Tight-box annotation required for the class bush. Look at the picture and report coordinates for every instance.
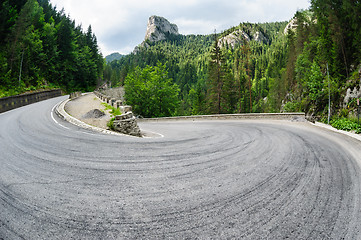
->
[339,108,349,118]
[283,101,301,112]
[330,118,361,133]
[107,117,115,130]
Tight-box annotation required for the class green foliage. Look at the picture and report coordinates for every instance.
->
[307,60,324,102]
[101,102,122,116]
[283,101,302,112]
[0,0,103,97]
[330,118,361,133]
[339,109,349,118]
[105,1,361,118]
[107,117,115,130]
[124,63,180,118]
[107,21,288,115]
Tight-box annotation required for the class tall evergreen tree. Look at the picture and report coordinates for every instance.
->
[207,35,225,114]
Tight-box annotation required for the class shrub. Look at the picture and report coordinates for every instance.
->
[107,117,115,130]
[330,118,361,132]
[339,108,349,118]
[283,101,301,112]
[102,103,122,117]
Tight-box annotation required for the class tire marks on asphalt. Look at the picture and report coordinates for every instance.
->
[1,101,361,239]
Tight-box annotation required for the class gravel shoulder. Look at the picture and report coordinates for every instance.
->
[64,93,111,130]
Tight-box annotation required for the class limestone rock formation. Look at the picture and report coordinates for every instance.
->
[284,18,298,34]
[218,30,250,48]
[144,15,179,42]
[344,80,361,108]
[218,29,269,48]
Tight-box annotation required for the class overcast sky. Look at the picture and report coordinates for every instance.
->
[49,0,310,56]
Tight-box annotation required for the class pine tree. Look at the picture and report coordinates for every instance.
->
[207,35,225,114]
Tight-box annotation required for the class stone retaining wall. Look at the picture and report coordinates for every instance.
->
[0,89,62,113]
[113,112,141,137]
[69,91,82,99]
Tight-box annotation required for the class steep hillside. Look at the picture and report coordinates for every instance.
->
[0,0,104,97]
[106,16,288,115]
[106,1,361,125]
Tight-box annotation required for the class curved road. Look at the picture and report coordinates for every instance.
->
[1,96,361,239]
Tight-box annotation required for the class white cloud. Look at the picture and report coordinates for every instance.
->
[49,0,311,56]
[174,18,222,35]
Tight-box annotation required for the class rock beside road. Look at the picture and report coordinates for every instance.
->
[113,112,142,137]
[82,109,105,119]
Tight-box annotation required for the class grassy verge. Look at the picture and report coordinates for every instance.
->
[102,103,121,131]
[101,102,122,117]
[327,117,361,134]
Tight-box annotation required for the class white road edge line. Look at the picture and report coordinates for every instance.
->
[51,102,70,130]
[142,130,165,138]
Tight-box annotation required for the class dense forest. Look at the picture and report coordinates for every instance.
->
[106,22,289,116]
[2,0,361,130]
[106,0,361,126]
[0,0,104,97]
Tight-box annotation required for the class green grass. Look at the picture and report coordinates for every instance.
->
[102,102,122,117]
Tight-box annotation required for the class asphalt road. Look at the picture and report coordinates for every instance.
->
[1,96,361,239]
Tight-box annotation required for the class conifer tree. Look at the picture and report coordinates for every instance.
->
[207,35,226,114]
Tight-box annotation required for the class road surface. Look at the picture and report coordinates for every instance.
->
[1,96,361,239]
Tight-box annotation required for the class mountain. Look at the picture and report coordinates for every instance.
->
[144,15,179,42]
[106,16,287,115]
[105,52,124,63]
[108,8,361,124]
[133,15,180,53]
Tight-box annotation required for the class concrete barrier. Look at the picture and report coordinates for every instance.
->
[115,100,122,108]
[0,89,62,113]
[94,91,126,111]
[138,113,306,122]
[69,92,82,99]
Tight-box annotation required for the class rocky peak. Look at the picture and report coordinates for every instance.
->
[144,16,179,42]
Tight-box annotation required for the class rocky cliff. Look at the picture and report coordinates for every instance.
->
[218,29,269,48]
[144,15,179,42]
[284,18,298,34]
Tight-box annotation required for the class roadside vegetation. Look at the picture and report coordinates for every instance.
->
[101,102,122,117]
[124,63,180,118]
[329,118,361,134]
[0,0,103,97]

**Task to complete:**
Where does "white" appear in the listing? Show every line that has it.

**Written answer:**
Tight-box annotation required for the class white cloud. Look at the picture and report coordinates for every instance.
Tight-box annotation required for the class white road edge line. Look at the picture and report coordinates for every instance.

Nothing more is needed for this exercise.